- _TASK TO CARRY OUT_:
State how many lines in the material below contain the string "girl", giving only the number.

———

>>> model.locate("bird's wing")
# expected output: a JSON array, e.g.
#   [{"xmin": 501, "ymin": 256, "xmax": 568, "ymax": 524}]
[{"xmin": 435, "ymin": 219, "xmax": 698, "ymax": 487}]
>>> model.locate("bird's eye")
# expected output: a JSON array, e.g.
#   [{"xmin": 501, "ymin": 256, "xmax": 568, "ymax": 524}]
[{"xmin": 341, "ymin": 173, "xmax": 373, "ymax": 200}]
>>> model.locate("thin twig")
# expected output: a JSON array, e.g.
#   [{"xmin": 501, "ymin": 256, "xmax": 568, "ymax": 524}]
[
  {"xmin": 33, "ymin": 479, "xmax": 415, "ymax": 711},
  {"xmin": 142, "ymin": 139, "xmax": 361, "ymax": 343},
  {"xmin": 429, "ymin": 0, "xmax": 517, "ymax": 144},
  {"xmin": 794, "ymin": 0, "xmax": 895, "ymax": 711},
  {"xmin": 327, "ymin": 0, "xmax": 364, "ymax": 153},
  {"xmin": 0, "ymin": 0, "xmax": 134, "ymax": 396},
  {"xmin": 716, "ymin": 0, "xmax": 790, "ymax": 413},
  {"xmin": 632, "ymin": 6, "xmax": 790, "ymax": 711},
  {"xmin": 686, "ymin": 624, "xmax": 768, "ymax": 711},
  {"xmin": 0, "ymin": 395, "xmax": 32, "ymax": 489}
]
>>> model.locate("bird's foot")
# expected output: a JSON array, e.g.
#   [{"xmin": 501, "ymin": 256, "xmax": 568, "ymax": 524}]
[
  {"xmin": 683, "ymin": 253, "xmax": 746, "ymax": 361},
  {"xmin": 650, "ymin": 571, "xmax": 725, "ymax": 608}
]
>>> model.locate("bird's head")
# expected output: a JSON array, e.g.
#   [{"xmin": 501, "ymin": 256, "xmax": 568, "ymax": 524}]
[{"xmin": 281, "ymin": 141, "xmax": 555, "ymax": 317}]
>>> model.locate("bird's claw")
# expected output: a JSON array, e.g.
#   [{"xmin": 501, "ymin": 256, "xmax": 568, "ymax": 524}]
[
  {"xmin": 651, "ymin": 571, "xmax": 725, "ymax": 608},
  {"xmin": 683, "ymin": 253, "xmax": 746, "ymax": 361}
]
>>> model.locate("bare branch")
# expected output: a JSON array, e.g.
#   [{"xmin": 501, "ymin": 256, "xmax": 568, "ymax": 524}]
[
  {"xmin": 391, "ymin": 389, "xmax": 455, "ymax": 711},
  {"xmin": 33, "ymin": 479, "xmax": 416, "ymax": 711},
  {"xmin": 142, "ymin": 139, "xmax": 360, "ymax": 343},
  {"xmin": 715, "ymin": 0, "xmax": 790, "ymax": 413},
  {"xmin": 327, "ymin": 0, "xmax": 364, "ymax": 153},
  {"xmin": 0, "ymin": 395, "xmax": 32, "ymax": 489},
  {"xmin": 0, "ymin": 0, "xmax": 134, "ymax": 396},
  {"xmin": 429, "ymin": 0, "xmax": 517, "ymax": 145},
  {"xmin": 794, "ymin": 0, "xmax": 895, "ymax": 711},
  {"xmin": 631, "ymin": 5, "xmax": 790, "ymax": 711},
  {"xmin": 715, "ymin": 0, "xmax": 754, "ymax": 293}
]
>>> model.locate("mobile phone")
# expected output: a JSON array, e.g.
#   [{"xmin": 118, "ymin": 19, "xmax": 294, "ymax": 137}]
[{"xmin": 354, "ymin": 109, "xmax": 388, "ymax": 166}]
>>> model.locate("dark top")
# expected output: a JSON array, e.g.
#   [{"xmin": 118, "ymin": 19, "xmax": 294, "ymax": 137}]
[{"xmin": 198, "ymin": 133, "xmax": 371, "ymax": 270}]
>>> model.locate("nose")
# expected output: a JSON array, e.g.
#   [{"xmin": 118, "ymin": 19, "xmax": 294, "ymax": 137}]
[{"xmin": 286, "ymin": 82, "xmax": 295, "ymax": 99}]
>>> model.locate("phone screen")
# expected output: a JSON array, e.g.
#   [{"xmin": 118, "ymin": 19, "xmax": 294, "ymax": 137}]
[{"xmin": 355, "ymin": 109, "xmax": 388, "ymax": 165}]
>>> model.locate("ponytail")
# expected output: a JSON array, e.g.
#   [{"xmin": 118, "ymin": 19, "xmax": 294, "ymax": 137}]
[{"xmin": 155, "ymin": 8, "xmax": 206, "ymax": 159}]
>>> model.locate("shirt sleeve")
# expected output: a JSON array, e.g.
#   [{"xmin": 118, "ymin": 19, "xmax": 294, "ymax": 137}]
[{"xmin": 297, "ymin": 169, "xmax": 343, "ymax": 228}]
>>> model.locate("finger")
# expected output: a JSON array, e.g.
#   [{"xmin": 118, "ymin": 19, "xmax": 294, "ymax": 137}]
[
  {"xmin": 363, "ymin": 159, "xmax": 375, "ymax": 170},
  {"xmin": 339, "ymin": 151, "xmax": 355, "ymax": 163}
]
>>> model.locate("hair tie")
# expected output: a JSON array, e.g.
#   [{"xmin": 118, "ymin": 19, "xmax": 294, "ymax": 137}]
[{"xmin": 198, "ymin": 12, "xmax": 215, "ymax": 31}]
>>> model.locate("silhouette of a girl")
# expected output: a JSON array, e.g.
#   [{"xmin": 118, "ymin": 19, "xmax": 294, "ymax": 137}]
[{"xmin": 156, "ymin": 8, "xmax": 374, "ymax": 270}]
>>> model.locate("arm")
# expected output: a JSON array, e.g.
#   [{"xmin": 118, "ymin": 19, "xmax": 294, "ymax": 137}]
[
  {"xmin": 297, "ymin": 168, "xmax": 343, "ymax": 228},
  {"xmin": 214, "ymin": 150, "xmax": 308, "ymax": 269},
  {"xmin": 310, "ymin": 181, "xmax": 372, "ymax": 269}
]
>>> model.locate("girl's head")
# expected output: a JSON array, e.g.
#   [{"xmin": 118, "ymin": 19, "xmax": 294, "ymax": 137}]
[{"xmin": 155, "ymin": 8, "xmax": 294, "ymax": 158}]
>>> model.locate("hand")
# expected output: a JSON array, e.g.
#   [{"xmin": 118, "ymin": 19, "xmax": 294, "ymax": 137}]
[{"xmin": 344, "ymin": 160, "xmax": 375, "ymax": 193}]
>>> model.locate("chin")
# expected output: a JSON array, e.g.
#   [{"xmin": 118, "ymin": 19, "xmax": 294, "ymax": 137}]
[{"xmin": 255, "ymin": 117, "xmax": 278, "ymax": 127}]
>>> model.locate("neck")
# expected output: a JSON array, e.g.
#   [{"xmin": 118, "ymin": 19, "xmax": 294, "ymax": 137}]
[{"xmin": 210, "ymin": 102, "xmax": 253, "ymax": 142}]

———

- _PROBLEM SOLUTION_:
2